At the lighthouse, I am about to be charged various sums of money to walk along the trails here (it's part of Gros Morne National Park), so I get a mean fit, and say I'm just looking, then sneak down a bit of a path to photograph the lighthouse. I think the lady there was surprised to have a walker. On the way back, a cute squirrel ran across the road, chittering loudly at me to buzz off and dont disturb. I'm just thinking I might take up walking as a hobby, back to nature, all the things people in cars miss eg squirrel abuse, when 3 bikers go by - and I fancy being a biker instead. Butterfly mind.

Monday, August 07, 2006

7 August - ah, Monday, I see

I've been very kindly lent a PC in the Ocean View motel across from the wharf - free! How kind is that?

I crept out early this morning to adjust the fenders - that crump, crump at uncertain intervals is just awful, and came about with a change in the wind direction overnight. I think we had the gale winds come through yesterday evening. The waves swirl round the end of this L-shaped wharf, pushing the boat nose first into the pilings. J opened half an eye as I passed. "Morning, Soozee" and shut it again.

□ □ □ □ □ □ □

◆ Instructions
A. Answer these questions from the travel diary, using one line for each answer:
(i) Which national park are the trails at the lighthouse part of?
(ii) Where is the Ocean View motel located?
(iii) What shape is the wharf?
B. Write out a passage from the travel diary, beginning at the words "7 August - ah, Monday, I" and stopping after the words "shut it again.".
The material after this point comes from a different source than the travel diary.

◆ Given entries

□ □ □ □ □ □ □

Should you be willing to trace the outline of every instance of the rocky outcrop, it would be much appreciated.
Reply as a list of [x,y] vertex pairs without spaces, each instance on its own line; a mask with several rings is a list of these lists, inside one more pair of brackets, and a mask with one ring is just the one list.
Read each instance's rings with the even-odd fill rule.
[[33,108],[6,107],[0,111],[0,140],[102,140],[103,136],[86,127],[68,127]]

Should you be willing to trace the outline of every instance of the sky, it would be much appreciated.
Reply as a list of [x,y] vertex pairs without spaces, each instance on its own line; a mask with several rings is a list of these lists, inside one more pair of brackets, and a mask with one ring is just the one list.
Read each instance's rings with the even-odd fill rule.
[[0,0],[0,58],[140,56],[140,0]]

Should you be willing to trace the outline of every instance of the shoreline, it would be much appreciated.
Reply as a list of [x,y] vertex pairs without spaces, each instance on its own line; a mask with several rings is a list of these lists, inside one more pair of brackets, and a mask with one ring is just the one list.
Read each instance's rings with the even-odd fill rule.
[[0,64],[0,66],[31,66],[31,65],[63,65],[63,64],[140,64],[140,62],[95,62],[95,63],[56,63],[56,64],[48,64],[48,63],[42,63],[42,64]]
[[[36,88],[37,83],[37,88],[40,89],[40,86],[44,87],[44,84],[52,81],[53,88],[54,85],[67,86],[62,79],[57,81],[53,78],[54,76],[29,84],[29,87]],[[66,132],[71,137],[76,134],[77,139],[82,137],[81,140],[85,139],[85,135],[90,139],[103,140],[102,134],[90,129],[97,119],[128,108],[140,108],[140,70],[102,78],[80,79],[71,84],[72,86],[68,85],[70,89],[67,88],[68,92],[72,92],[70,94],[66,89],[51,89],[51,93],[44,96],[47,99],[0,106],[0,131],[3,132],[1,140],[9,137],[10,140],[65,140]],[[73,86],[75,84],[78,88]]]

□ □ □ □ □ □ □

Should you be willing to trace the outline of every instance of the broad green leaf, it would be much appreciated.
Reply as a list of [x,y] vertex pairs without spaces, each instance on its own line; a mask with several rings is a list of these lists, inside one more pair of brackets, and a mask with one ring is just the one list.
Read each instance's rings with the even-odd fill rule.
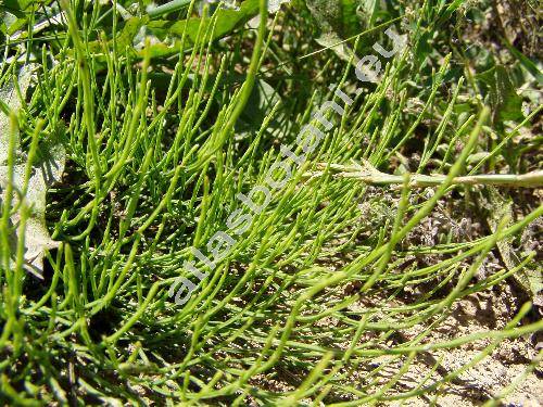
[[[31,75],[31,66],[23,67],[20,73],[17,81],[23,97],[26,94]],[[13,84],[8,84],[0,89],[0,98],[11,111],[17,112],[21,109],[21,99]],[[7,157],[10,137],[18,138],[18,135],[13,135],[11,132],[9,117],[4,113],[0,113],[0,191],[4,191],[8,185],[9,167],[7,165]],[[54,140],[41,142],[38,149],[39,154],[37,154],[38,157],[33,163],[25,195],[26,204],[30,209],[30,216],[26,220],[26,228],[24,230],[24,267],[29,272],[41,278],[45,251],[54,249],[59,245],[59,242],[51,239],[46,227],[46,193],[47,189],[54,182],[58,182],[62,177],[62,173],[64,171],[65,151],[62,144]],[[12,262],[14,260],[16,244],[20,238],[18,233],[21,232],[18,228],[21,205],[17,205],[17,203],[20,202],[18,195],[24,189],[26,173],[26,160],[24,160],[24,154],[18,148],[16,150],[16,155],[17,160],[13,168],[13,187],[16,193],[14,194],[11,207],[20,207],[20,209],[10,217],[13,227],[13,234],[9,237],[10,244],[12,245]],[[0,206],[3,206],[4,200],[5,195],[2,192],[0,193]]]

□ □ □ □ □ □ □

◆ Results
A.
(i) Gros Morne National Park
(ii) Across from the wharf
(iii) L-shaped

B.
7 August - ah, Monday, I see

I've been very kindly lent a PC in the Ocean View motel across from the wharf - free! How kind is that?

I crept out early this morning to adjust the fenders - that crump, crump at uncertain intervals is just awful, and came about with a change in the wind direction overnight. I think we had the gale winds come through yesterday evening. The waves swirl round the end of this L-shaped wharf, pushing the boat nose first into the pilings. J opened half an eye as I passed. "Morning, Soozee" and shut it again.